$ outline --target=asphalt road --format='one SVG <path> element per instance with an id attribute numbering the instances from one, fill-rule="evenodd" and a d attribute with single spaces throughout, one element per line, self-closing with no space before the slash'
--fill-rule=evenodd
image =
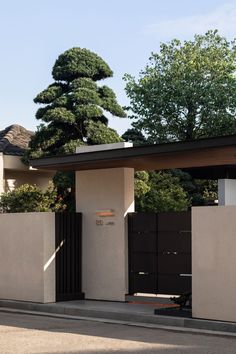
<path id="1" fill-rule="evenodd" d="M 235 354 L 236 338 L 0 312 L 0 353 Z"/>

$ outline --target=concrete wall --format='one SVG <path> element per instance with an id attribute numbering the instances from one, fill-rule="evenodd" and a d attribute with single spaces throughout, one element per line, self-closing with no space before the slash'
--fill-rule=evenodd
<path id="1" fill-rule="evenodd" d="M 125 216 L 134 211 L 133 178 L 129 168 L 76 173 L 76 211 L 83 213 L 82 290 L 87 299 L 125 300 Z M 103 210 L 114 216 L 99 216 Z"/>
<path id="2" fill-rule="evenodd" d="M 236 206 L 192 208 L 193 316 L 236 321 Z"/>
<path id="3" fill-rule="evenodd" d="M 55 302 L 55 214 L 0 214 L 0 298 Z"/>

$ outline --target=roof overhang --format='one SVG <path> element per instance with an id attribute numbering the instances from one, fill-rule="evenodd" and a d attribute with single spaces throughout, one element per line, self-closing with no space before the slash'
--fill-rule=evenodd
<path id="1" fill-rule="evenodd" d="M 207 169 L 209 172 L 215 171 L 216 178 L 219 174 L 234 170 L 236 176 L 236 135 L 52 156 L 31 160 L 30 164 L 35 168 L 58 171 L 118 167 L 134 168 L 136 171 L 181 168 L 195 173 L 201 170 L 199 178 L 204 178 Z"/>

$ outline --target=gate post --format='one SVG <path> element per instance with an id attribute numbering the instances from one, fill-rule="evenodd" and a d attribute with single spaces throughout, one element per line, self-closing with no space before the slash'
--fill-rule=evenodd
<path id="1" fill-rule="evenodd" d="M 76 172 L 76 211 L 83 213 L 85 298 L 124 301 L 128 292 L 126 215 L 134 211 L 134 170 Z"/>

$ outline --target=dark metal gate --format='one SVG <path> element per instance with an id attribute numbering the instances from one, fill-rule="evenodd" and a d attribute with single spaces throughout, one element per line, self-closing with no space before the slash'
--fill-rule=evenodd
<path id="1" fill-rule="evenodd" d="M 56 301 L 83 299 L 81 291 L 82 214 L 57 213 Z"/>
<path id="2" fill-rule="evenodd" d="M 129 293 L 191 292 L 191 212 L 130 213 Z"/>

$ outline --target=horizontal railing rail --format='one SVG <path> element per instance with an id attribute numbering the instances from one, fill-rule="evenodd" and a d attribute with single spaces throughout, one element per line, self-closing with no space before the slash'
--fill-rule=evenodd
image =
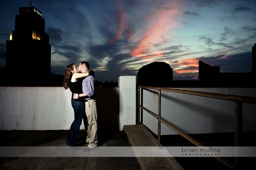
<path id="1" fill-rule="evenodd" d="M 140 92 L 141 89 L 141 91 L 142 89 L 151 89 L 158 90 L 158 115 L 156 115 L 149 110 L 140 105 L 140 98 L 141 97 L 140 94 L 141 93 Z M 158 146 L 160 146 L 161 145 L 160 140 L 161 134 L 161 122 L 162 122 L 196 145 L 199 147 L 205 147 L 202 143 L 195 140 L 188 134 L 183 132 L 171 124 L 161 118 L 161 92 L 162 91 L 234 101 L 235 102 L 235 114 L 236 117 L 235 146 L 239 146 L 240 145 L 242 140 L 242 134 L 243 132 L 243 110 L 242 109 L 243 103 L 256 104 L 256 98 L 178 89 L 166 87 L 157 87 L 141 85 L 139 86 L 138 93 L 138 106 L 139 108 L 138 109 L 138 122 L 139 123 L 142 123 L 142 122 L 140 122 L 141 109 L 145 110 L 158 120 L 157 141 Z M 142 99 L 141 100 L 143 101 Z M 238 158 L 235 158 L 235 164 L 234 164 L 228 161 L 224 158 L 213 156 L 217 160 L 231 168 L 235 168 L 237 169 L 239 166 L 239 162 Z"/>

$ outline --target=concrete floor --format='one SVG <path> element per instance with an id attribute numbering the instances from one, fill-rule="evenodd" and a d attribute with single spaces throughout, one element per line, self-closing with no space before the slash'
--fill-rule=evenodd
<path id="1" fill-rule="evenodd" d="M 68 130 L 2 130 L 1 146 L 67 146 Z M 82 146 L 85 132 L 80 130 L 79 139 Z M 122 132 L 102 135 L 102 146 L 127 146 Z M 83 147 L 83 146 L 82 146 Z M 84 152 L 81 150 L 76 152 Z M 91 152 L 91 151 L 89 151 Z M 131 157 L 0 157 L 0 169 L 127 169 L 139 168 L 136 158 Z"/>

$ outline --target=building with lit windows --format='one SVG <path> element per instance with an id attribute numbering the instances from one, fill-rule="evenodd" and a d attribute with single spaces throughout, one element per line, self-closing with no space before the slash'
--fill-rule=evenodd
<path id="1" fill-rule="evenodd" d="M 51 75 L 51 46 L 44 33 L 42 12 L 29 6 L 20 7 L 19 13 L 15 16 L 15 30 L 6 41 L 8 77 L 14 79 L 13 84 L 18 81 L 19 85 L 45 85 Z M 21 73 L 31 76 L 17 76 Z"/>

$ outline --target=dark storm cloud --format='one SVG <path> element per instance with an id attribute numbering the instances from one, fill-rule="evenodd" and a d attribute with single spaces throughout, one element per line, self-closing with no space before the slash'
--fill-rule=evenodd
<path id="1" fill-rule="evenodd" d="M 246 12 L 251 10 L 252 10 L 248 7 L 239 5 L 236 7 L 234 9 L 231 11 L 231 12 L 233 13 L 236 13 L 240 12 Z"/>
<path id="2" fill-rule="evenodd" d="M 206 6 L 211 6 L 217 4 L 215 0 L 199 0 L 195 1 L 197 7 L 202 8 Z"/>
<path id="3" fill-rule="evenodd" d="M 62 41 L 62 32 L 60 28 L 51 27 L 48 28 L 45 31 L 45 33 L 49 35 L 51 40 Z"/>
<path id="4" fill-rule="evenodd" d="M 212 66 L 220 65 L 221 72 L 244 73 L 251 71 L 252 57 L 252 52 L 248 52 L 199 59 Z"/>
<path id="5" fill-rule="evenodd" d="M 211 47 L 213 45 L 218 45 L 226 47 L 227 48 L 231 48 L 233 47 L 232 46 L 228 45 L 225 43 L 214 42 L 212 40 L 212 38 L 204 36 L 199 36 L 199 39 L 205 42 L 205 45 L 209 47 Z"/>
<path id="6" fill-rule="evenodd" d="M 183 13 L 183 16 L 194 16 L 195 17 L 199 17 L 200 15 L 196 12 L 189 12 L 189 11 L 186 11 Z"/>

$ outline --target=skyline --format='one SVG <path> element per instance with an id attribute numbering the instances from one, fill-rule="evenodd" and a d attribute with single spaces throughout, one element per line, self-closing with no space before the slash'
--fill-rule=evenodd
<path id="1" fill-rule="evenodd" d="M 15 15 L 30 1 L 1 2 L 1 67 Z M 173 69 L 174 80 L 198 80 L 200 60 L 219 64 L 222 72 L 251 71 L 254 1 L 138 1 L 32 0 L 45 20 L 51 71 L 64 74 L 67 65 L 87 61 L 96 80 L 116 82 L 164 62 Z"/>

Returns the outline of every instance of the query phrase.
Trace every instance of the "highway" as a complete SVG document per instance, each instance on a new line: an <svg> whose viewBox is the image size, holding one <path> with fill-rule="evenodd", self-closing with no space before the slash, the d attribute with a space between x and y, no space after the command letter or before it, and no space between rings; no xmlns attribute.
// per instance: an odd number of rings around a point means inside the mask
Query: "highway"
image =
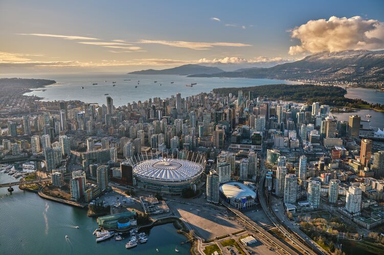
<svg viewBox="0 0 384 255"><path fill-rule="evenodd" d="M305 236L304 233L301 232L301 231L299 231L298 232L299 233L298 233L297 229L291 230L290 227L291 226L286 226L284 224L285 220L282 221L279 219L278 217L275 217L274 215L274 211L270 208L270 205L269 205L269 199L268 202L267 202L264 196L263 183L267 171L264 169L264 162L262 160L261 161L260 168L261 176L259 183L258 190L259 199L263 210L265 212L265 214L267 215L270 221L274 223L276 227L282 233L283 233L283 234L284 234L284 236L288 238L293 243L301 249L304 253L310 254L328 254L326 251L315 244L314 242ZM280 208L280 210L282 212L284 212L284 208L282 208L282 209ZM301 235L300 234L302 235Z"/></svg>

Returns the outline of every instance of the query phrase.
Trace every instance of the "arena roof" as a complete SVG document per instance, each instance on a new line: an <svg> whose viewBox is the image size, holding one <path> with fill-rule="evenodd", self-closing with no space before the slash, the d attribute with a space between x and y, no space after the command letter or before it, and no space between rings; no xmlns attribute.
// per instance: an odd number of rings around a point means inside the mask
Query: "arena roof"
<svg viewBox="0 0 384 255"><path fill-rule="evenodd" d="M254 199L256 198L256 193L241 183L233 182L224 183L220 186L220 191L230 199L240 200L241 197L248 196Z"/></svg>
<svg viewBox="0 0 384 255"><path fill-rule="evenodd" d="M133 174L146 179L182 182L202 172L199 164L178 159L154 159L142 161L133 167Z"/></svg>

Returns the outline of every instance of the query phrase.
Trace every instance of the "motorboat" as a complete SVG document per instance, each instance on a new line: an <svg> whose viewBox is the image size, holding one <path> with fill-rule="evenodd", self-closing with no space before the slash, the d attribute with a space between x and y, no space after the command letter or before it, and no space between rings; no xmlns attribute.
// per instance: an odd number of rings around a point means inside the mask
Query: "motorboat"
<svg viewBox="0 0 384 255"><path fill-rule="evenodd" d="M101 242L104 240L106 240L107 239L109 239L111 237L114 236L113 234L108 234L108 235L106 235L105 236L103 236L101 237L99 237L98 238L96 238L96 242Z"/></svg>

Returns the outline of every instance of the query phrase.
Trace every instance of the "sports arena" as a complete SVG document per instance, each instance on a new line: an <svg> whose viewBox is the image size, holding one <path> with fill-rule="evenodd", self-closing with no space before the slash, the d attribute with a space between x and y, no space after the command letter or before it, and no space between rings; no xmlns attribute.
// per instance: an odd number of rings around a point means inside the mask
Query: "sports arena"
<svg viewBox="0 0 384 255"><path fill-rule="evenodd" d="M166 158L144 159L134 162L133 174L137 185L162 193L180 194L200 179L204 169L205 160L201 156L196 156L193 161Z"/></svg>

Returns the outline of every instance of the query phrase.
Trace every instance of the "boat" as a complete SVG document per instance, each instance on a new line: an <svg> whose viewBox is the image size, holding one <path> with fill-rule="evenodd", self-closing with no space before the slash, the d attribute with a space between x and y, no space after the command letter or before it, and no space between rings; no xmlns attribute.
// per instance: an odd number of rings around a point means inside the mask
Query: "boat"
<svg viewBox="0 0 384 255"><path fill-rule="evenodd" d="M108 234L108 235L106 235L105 236L103 236L101 237L99 237L99 238L96 238L96 242L101 242L102 241L106 240L107 239L109 239L111 237L114 236L113 234Z"/></svg>
<svg viewBox="0 0 384 255"><path fill-rule="evenodd" d="M128 243L125 244L125 248L127 249L129 249L129 248L132 248L132 247L135 247L138 246L138 243L136 242L128 242Z"/></svg>

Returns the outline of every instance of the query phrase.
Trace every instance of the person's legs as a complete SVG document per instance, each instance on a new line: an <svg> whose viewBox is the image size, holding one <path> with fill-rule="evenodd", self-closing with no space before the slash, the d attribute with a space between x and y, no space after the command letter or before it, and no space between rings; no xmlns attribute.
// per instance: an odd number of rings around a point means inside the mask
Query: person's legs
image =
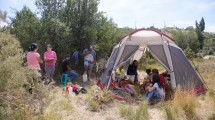
<svg viewBox="0 0 215 120"><path fill-rule="evenodd" d="M75 84L74 81L78 77L78 74L74 70L67 71L66 74L68 74L68 77L70 77L72 84Z"/></svg>
<svg viewBox="0 0 215 120"><path fill-rule="evenodd" d="M52 81L51 72L52 72L52 67L50 65L45 65L45 73L46 73L46 76L44 77L45 85L48 85Z"/></svg>
<svg viewBox="0 0 215 120"><path fill-rule="evenodd" d="M52 80L54 80L54 71L55 71L55 65L52 65L51 66L51 74L50 74L50 77Z"/></svg>
<svg viewBox="0 0 215 120"><path fill-rule="evenodd" d="M88 64L88 79L91 81L91 72L93 68L93 63Z"/></svg>
<svg viewBox="0 0 215 120"><path fill-rule="evenodd" d="M138 83L138 75L137 74L135 74L135 76L134 76L134 83Z"/></svg>
<svg viewBox="0 0 215 120"><path fill-rule="evenodd" d="M150 91L150 92L147 93L146 97L147 97L148 102L151 101L151 99L154 96L155 92L156 92L156 90L152 90L152 91Z"/></svg>

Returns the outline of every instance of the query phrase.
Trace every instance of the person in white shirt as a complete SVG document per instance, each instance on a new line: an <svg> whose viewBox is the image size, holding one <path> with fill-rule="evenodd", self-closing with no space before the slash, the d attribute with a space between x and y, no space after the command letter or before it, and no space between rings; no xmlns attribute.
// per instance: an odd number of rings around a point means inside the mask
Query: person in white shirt
<svg viewBox="0 0 215 120"><path fill-rule="evenodd" d="M152 76L152 84L147 87L146 97L150 102L152 98L160 100L165 96L164 90L160 85L160 78L158 75Z"/></svg>

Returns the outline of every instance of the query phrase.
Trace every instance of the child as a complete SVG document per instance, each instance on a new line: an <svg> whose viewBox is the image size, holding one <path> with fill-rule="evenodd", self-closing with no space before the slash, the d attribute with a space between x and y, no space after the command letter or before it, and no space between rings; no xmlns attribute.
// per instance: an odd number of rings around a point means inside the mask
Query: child
<svg viewBox="0 0 215 120"><path fill-rule="evenodd" d="M47 51L44 53L44 61L45 61L45 71L46 76L49 78L47 84L54 80L54 71L55 71L55 63L57 60L57 55L54 51L52 51L52 46L48 44L46 46Z"/></svg>
<svg viewBox="0 0 215 120"><path fill-rule="evenodd" d="M66 55L62 63L62 70L64 74L68 74L69 80L74 84L75 79L78 77L78 74L75 72L75 70L69 67L69 60L70 60L70 55Z"/></svg>
<svg viewBox="0 0 215 120"><path fill-rule="evenodd" d="M87 90L85 88L81 87L80 85L78 85L78 84L73 85L72 82L68 82L66 85L66 90L69 91L69 89L71 89L71 88L72 88L72 92L74 92L76 95L78 95L79 92L84 93L84 94L87 93Z"/></svg>
<svg viewBox="0 0 215 120"><path fill-rule="evenodd" d="M43 61L40 58L40 54L37 53L38 46L36 43L32 43L29 47L29 52L27 53L27 64L29 68L40 71L40 63Z"/></svg>
<svg viewBox="0 0 215 120"><path fill-rule="evenodd" d="M160 85L160 79L158 75L153 75L152 76L152 84L148 86L147 92L146 92L146 97L148 101L150 102L153 98L160 100L162 97L164 97L164 90L162 86Z"/></svg>
<svg viewBox="0 0 215 120"><path fill-rule="evenodd" d="M152 73L151 73L151 69L146 69L146 74L147 76L144 78L144 82L143 84L141 85L141 88L140 88L140 92L141 93L145 93L146 92L146 87L150 85L150 83L152 82Z"/></svg>

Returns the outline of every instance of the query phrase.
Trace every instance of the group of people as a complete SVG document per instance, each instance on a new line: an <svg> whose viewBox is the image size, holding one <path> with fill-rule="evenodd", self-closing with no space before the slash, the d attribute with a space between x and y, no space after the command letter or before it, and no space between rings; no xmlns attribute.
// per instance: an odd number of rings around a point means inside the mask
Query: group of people
<svg viewBox="0 0 215 120"><path fill-rule="evenodd" d="M135 95L134 84L139 84L138 80L138 61L134 60L131 65L128 66L127 74L123 66L120 66L115 71L115 78L112 81L113 92L120 94L127 92L131 96ZM143 93L148 101L153 99L160 100L165 97L166 80L165 77L167 72L159 74L158 69L147 69L147 75L144 78L143 83L140 85L140 92Z"/></svg>
<svg viewBox="0 0 215 120"><path fill-rule="evenodd" d="M54 72L55 72L55 64L57 61L57 54L52 50L52 46L48 44L46 46L46 51L44 52L44 59L41 59L40 54L37 52L38 46L36 43L32 43L29 47L29 52L27 53L27 64L29 68L36 69L38 71L41 70L40 63L45 63L45 74L49 78L49 84L54 80ZM87 49L84 49L82 53L84 57L84 74L87 74L87 78L91 81L91 70L93 68L93 64L96 61L96 52L93 50L90 45ZM75 63L78 62L78 52L74 52L73 57L75 57ZM66 55L64 60L62 61L62 73L68 74L69 81L75 85L75 80L78 77L77 72L70 67L70 55ZM138 61L134 60L132 64L128 66L127 74L123 69L123 66L116 69L115 80L112 82L113 91L115 94L119 94L121 92L129 93L131 96L135 95L135 89L133 88L133 84L139 84L138 80ZM147 69L147 76L145 77L143 84L141 86L141 93L144 93L147 97L148 101L152 99L161 99L165 96L165 86L166 80L164 79L167 74L162 73L159 74L157 69ZM133 79L131 79L133 78ZM81 89L80 89L81 90Z"/></svg>
<svg viewBox="0 0 215 120"><path fill-rule="evenodd" d="M54 80L54 73L55 73L55 64L57 61L57 54L55 51L52 50L52 46L48 44L46 46L46 51L44 52L44 58L41 59L40 54L38 51L38 45L36 43L32 43L29 47L29 52L26 55L27 58L27 64L28 67L31 69L35 69L38 71L41 71L40 64L45 64L45 75L49 79L48 83L45 82L45 84L49 84ZM74 52L73 57L78 58L78 52ZM96 52L93 50L92 46L90 45L87 49L84 49L82 53L84 57L84 74L87 74L88 80L91 81L91 70L93 67L93 64L96 60ZM71 81L73 84L75 83L76 78L78 77L77 72L70 67L70 55L67 54L62 61L62 73L68 74L68 81ZM75 59L75 64L77 64L77 59Z"/></svg>

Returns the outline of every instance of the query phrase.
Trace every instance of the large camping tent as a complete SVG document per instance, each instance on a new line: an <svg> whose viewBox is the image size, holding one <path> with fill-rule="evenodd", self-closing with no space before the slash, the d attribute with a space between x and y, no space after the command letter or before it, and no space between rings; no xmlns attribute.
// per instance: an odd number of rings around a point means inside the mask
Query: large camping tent
<svg viewBox="0 0 215 120"><path fill-rule="evenodd" d="M196 93L207 91L205 84L175 41L166 34L151 29L135 30L114 46L102 74L102 83L109 86L116 68L133 60L140 60L145 50L170 73L173 89L180 86L183 90L194 89Z"/></svg>

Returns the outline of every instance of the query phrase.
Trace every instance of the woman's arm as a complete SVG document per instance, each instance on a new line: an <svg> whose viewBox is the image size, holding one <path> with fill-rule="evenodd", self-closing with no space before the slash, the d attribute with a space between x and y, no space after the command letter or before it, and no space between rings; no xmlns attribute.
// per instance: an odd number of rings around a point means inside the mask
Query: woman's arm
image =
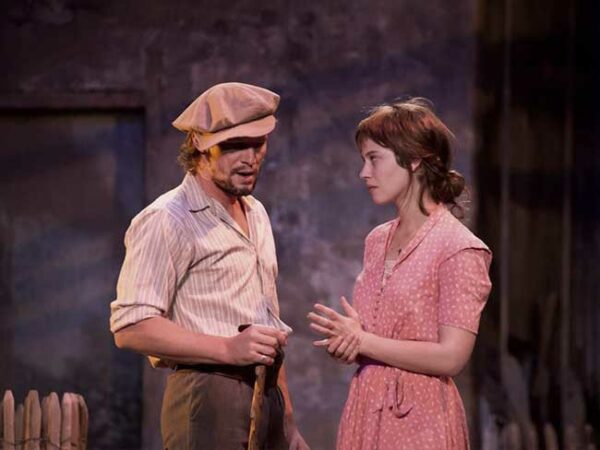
^^^^^^^^^^^^^^^^
**Exercise goal:** Count the lines in the items above that contain the word "white" and give only that number.

**Result:** 2